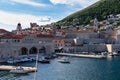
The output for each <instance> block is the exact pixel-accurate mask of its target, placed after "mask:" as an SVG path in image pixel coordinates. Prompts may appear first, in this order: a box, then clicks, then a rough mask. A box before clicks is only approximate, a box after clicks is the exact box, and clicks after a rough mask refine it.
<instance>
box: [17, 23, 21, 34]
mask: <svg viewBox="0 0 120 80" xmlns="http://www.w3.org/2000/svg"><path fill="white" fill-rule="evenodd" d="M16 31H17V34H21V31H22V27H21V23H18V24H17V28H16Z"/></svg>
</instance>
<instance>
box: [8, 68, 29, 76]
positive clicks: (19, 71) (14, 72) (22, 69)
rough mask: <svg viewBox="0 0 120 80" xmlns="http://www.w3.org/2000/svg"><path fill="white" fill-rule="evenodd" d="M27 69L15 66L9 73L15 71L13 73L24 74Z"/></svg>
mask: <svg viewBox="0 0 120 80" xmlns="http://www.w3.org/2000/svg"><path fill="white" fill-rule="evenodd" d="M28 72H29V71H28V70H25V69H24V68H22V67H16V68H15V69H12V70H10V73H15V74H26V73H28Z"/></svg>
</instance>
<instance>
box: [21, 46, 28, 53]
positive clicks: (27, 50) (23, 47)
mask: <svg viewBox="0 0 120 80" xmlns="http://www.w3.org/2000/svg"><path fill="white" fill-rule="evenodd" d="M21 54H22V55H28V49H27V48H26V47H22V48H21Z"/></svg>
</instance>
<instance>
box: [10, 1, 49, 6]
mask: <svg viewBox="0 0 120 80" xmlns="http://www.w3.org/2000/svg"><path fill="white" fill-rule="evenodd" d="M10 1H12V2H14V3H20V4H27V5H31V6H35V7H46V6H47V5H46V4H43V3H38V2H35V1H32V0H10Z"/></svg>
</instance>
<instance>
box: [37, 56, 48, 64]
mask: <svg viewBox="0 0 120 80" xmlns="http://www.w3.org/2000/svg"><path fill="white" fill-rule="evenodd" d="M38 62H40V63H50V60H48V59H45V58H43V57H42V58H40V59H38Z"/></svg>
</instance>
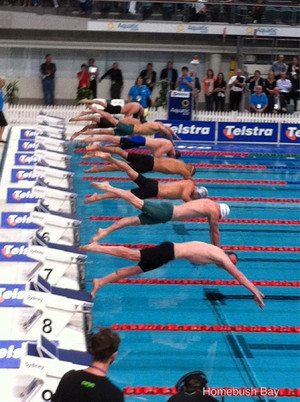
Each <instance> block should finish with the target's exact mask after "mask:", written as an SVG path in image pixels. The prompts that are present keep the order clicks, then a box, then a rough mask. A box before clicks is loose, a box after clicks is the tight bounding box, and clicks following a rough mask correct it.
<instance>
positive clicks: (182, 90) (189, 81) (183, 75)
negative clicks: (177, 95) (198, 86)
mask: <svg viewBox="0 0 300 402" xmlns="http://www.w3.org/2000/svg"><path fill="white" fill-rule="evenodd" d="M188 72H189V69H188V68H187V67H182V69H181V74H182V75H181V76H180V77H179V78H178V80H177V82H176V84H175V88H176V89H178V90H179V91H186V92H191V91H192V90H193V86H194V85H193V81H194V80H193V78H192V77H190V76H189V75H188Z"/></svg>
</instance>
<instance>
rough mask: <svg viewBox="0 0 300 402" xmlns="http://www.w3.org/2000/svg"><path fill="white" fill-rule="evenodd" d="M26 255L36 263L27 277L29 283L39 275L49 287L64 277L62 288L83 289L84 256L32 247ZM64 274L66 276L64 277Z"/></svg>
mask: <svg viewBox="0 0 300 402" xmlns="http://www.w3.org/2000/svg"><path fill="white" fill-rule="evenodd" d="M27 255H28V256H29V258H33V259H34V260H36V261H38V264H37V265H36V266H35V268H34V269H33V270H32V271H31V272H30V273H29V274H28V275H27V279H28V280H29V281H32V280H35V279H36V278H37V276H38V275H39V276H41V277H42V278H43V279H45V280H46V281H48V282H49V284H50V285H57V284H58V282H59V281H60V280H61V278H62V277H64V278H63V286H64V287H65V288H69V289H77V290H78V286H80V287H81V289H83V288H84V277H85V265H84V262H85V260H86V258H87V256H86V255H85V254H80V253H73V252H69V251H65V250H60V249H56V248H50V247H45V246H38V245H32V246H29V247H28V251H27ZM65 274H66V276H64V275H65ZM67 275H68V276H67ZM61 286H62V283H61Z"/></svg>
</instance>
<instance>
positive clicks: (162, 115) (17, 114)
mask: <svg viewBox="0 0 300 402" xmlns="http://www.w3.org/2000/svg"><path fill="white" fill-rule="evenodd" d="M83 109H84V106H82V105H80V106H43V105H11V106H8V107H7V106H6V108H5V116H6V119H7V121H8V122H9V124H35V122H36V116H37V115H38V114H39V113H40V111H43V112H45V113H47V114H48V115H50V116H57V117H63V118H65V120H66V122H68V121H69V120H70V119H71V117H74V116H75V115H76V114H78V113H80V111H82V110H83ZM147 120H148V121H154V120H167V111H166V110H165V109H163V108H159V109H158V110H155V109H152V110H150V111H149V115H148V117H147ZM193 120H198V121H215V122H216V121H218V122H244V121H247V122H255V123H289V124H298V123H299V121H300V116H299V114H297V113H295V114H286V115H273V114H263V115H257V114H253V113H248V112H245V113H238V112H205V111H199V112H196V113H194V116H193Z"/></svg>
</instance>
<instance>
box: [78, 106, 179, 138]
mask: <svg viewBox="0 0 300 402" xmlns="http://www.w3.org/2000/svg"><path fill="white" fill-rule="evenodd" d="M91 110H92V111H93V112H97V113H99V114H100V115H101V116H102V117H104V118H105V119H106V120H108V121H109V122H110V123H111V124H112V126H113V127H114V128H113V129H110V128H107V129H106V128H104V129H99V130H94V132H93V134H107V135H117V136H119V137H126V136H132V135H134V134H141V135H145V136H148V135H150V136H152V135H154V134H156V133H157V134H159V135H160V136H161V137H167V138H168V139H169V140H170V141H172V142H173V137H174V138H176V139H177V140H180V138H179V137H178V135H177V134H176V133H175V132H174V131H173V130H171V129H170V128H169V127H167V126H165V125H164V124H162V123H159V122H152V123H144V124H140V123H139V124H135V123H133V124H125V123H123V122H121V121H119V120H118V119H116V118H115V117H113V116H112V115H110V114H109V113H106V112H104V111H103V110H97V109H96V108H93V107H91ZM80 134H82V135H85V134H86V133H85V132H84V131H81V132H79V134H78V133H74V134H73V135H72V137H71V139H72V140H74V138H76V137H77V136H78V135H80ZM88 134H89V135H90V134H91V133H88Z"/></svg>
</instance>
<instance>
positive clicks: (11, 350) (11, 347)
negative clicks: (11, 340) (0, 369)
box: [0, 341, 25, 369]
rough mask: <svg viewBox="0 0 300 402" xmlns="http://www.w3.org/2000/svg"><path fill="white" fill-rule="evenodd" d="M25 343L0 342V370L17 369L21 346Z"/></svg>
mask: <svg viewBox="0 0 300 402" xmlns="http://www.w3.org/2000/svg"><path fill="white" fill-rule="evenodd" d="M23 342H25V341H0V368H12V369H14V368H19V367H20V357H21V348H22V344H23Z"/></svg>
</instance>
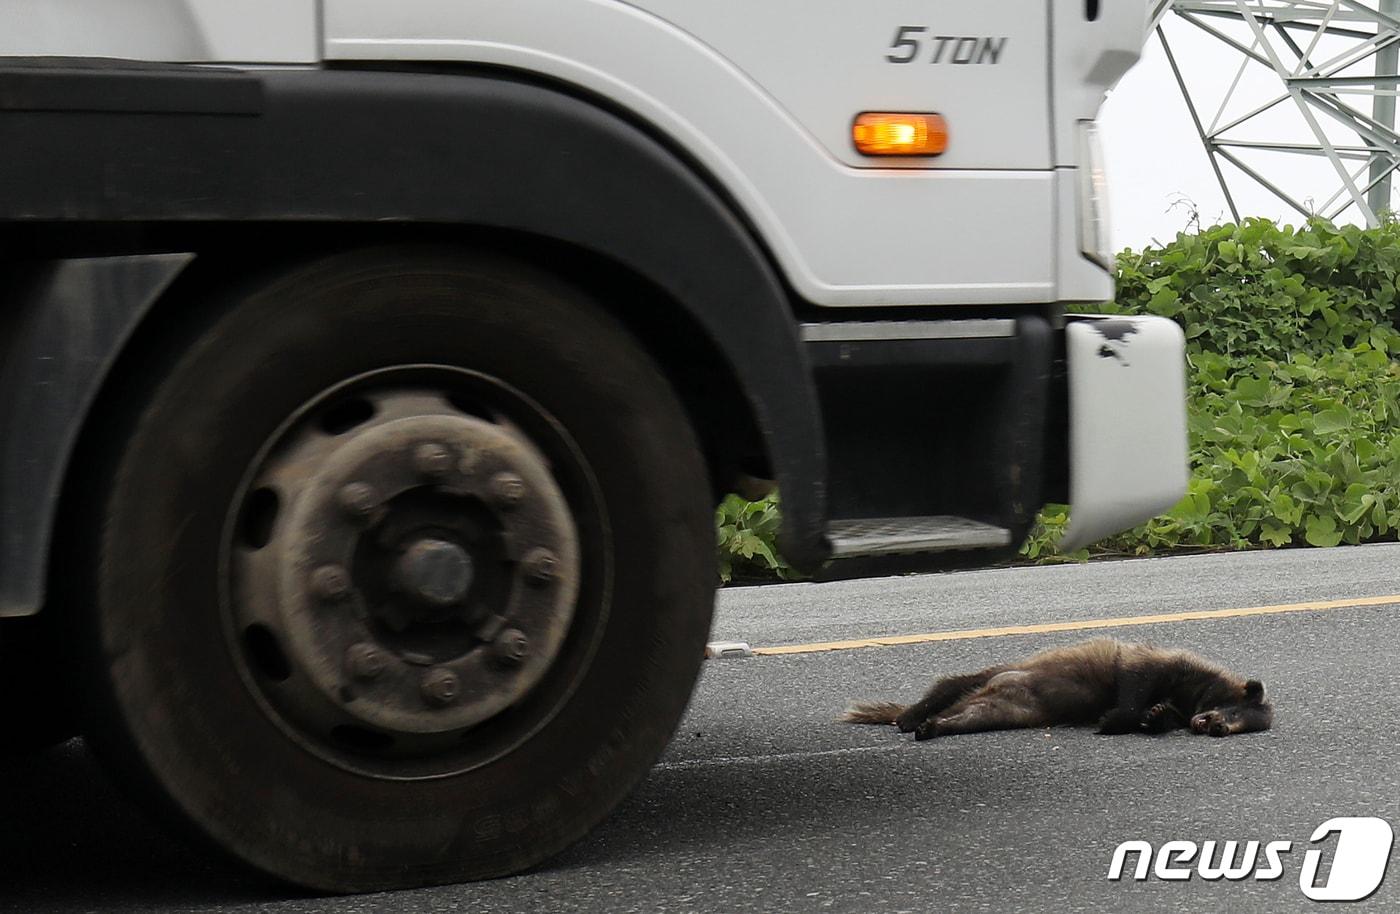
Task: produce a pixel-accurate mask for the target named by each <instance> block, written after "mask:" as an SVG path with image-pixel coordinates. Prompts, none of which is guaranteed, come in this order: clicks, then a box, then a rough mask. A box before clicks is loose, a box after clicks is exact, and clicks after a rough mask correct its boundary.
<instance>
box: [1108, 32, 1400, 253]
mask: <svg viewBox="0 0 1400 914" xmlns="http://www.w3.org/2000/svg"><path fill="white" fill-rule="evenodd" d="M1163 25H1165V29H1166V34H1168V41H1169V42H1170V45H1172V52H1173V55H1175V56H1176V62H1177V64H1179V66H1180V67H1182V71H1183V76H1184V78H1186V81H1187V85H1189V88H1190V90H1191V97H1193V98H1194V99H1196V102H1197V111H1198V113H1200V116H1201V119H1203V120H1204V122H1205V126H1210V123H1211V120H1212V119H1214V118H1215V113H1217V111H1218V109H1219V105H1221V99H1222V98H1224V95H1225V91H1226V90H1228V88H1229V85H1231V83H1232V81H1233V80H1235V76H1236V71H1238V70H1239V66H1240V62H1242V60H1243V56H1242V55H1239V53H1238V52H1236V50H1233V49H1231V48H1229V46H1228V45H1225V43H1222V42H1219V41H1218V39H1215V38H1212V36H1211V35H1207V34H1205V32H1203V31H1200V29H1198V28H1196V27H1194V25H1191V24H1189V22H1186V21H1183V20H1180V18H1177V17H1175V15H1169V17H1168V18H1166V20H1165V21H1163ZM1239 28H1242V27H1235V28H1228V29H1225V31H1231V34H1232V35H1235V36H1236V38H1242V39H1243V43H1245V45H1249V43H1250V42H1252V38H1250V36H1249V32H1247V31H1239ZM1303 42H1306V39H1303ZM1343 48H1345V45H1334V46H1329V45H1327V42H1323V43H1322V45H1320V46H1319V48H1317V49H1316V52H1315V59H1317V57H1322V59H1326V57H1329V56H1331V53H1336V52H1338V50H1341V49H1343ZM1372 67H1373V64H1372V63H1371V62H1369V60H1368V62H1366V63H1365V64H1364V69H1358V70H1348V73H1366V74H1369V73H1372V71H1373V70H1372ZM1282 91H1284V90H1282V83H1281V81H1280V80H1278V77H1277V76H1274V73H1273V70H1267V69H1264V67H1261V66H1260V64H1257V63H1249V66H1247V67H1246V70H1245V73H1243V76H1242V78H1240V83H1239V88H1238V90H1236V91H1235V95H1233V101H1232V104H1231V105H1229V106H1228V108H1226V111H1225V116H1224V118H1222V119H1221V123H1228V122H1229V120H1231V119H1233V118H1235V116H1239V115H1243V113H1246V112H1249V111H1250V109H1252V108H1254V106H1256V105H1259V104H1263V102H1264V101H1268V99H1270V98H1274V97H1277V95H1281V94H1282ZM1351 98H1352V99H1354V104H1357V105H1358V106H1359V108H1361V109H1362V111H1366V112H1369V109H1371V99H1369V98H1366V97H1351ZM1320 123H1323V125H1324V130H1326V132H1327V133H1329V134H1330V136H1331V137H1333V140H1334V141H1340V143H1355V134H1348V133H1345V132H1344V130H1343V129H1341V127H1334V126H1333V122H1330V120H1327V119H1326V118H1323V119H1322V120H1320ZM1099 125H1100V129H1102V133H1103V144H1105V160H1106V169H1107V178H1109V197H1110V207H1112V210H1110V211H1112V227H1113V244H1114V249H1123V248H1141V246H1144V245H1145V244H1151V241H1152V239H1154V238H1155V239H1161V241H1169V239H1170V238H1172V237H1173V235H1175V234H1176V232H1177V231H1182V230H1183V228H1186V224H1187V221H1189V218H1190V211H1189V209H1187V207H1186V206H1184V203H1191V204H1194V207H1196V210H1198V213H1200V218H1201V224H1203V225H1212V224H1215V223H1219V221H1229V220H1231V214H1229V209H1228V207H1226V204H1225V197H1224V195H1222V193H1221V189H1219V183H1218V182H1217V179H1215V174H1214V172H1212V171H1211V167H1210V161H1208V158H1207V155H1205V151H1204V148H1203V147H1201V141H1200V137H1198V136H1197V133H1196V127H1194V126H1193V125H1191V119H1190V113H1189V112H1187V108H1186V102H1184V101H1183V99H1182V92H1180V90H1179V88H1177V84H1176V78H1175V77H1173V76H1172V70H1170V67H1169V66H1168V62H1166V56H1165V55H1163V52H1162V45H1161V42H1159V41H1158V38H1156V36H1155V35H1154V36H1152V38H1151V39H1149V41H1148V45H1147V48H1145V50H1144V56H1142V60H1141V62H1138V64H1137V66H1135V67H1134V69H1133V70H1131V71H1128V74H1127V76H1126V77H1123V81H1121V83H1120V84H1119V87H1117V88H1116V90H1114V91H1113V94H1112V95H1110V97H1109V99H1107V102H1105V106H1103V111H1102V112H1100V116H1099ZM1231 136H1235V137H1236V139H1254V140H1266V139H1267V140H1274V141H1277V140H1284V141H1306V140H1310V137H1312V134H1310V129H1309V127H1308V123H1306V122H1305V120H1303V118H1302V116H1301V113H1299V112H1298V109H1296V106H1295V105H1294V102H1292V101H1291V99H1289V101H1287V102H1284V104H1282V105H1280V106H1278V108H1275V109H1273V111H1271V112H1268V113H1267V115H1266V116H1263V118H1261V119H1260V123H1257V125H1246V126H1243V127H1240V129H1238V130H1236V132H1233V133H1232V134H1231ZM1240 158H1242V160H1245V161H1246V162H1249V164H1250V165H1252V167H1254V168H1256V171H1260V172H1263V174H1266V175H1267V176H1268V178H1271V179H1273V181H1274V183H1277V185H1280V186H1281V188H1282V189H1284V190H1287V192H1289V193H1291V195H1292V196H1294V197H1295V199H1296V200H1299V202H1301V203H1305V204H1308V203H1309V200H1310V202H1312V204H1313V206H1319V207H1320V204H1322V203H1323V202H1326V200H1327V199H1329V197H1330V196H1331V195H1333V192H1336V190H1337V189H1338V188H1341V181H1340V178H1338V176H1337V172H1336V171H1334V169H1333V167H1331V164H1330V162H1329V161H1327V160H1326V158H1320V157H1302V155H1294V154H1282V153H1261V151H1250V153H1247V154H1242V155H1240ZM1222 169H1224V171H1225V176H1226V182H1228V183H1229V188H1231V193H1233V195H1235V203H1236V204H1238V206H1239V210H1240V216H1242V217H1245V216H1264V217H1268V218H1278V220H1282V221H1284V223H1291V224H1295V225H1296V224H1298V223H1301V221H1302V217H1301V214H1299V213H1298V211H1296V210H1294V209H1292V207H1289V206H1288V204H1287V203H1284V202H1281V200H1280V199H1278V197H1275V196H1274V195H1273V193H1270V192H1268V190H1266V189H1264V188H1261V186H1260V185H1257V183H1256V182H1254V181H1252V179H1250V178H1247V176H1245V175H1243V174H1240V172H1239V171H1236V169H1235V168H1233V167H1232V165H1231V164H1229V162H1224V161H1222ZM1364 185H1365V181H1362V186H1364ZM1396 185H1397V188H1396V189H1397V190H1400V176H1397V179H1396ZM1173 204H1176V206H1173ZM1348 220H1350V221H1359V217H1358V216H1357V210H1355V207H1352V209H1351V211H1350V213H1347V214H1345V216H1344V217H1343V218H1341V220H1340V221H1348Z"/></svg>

__Instructions to follow__. List each line in the data that contains the string "positive", treating uppercase and lowercase letters as different.

__Answer for this exercise__.
positive clicks: (19, 71) (14, 72) (22, 69)
positive clicks: (27, 50) (23, 47)
positive clicks: (182, 90) (189, 81) (183, 75)
positive clicks: (162, 115) (17, 114)
positive clicks: (11, 350) (11, 347)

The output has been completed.